How Balmoral forged the wild, tartan-clad Scotland of travel brochures
For the very first time, the public will be allowed to step inside Balmoral of a series of special (now sold out) summer tours. This Aberdeenshire estate symbolises the Royal Family’s special relationship with Scotland, but Balmoral means more than that: it encapsulates a romantic image of Scotland which is familiar all around the world, an image which the Royal Family played a key part in creating.
This ‘Balmoralisation’ is a crucial part of Scotland’s story. It’s a story of how English and Scottish Unionists cultivated a new idea of Scotland which bound these two auld enemies together. Today, when foreign tourists think of Scotland, they tend to think of wild moors, rugged castles, bagpipes and, above all, tartan. These elements have always been part of Scottish culture, but the reason they became ubiquitous was due to a shrewd rebranding exercise in which royalty performed a leading role.
This royal makeover began 200 years ago, in 1822, with King George IV’s visit to Edinburgh. It was the first visit to Scotland by a British monarch since the 17th century. There was a good reason for this long absence. During the 1700s there had been three Scottish uprisings against the English, three bids to overthrow Britain’s Hanoverian monarchy and restore a Stuart to the throne.

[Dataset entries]

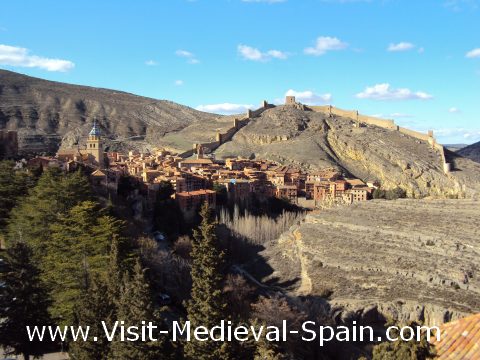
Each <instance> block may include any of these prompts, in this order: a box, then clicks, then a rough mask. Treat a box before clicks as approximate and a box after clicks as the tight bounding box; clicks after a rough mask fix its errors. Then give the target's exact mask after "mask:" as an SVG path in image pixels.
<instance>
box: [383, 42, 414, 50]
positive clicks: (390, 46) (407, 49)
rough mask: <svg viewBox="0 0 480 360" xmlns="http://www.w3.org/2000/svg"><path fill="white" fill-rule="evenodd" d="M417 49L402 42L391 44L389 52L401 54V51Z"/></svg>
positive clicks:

▶ _Exercise requirements_: Update everything in the Balmoral article from "This royal makeover" down to "to the throne.", putting "lengthy absence" in place of "long absence". The data is separate material that has nothing to do with the Balmoral article.

▶ _Solution to this exercise_:
This royal makeover began 200 years ago, in 1822, with King George IV’s visit to Edinburgh. It was the first visit to Scotland by a British monarch since the 17th century. There was a good reason for this lengthy absence. During the 1700s there had been three Scottish uprisings against the English, three bids to overthrow Britain’s Hanoverian monarchy and restore a Stuart to the throne.